WRITTEN REQUEST: Extract every line of the data below that contains the word "area", treating uppercase and lowercase as different.

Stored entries
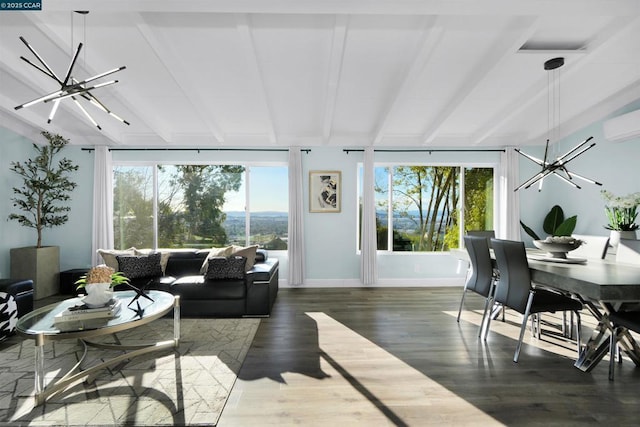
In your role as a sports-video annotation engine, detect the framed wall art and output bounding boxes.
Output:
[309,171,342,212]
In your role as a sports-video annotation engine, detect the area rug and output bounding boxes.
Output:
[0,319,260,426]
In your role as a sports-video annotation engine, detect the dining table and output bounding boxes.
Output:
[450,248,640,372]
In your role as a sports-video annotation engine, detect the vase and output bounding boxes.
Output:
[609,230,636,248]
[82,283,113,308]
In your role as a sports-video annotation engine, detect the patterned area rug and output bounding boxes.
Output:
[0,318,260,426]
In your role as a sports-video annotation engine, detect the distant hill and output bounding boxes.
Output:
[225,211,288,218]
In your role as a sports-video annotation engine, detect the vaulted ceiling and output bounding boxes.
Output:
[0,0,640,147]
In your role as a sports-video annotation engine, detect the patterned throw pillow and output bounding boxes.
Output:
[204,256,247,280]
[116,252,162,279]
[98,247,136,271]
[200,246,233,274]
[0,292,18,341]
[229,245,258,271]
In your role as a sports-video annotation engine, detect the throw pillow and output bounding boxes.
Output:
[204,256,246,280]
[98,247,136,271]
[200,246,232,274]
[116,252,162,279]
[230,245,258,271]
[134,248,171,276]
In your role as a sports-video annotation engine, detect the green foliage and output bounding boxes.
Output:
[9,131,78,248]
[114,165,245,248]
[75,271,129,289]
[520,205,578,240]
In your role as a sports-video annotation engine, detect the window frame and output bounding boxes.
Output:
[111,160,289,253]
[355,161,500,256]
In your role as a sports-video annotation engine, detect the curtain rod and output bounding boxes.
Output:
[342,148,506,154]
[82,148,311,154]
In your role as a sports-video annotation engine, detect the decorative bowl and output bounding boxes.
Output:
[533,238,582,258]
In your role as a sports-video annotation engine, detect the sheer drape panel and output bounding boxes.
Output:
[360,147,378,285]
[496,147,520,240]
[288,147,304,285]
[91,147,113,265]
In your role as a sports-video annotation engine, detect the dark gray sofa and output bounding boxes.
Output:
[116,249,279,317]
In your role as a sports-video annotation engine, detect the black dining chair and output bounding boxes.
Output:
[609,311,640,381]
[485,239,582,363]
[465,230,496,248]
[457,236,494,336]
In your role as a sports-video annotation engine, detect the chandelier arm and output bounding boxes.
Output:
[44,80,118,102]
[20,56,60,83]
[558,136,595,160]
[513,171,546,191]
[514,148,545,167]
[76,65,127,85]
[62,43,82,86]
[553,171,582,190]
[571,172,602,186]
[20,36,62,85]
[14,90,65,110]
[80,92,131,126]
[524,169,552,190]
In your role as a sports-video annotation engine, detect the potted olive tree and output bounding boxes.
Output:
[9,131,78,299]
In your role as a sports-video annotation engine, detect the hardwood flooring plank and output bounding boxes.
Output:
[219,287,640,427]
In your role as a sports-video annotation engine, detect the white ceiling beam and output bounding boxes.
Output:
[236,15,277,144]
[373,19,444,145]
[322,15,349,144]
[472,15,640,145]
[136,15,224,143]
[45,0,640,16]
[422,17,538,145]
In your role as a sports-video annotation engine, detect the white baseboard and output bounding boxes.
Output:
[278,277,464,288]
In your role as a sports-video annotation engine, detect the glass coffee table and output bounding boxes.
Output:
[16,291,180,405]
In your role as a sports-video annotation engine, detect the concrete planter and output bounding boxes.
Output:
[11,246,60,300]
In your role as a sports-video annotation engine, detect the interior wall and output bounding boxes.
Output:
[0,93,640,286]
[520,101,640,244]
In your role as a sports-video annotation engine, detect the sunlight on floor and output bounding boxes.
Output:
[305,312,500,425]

OUTPUT:
In your role as a sports-video annotation engine, detect the area rug and output bounding boxes.
In your role as a sports-video annotation engine, detect the patterned area rug and output bounding boxes.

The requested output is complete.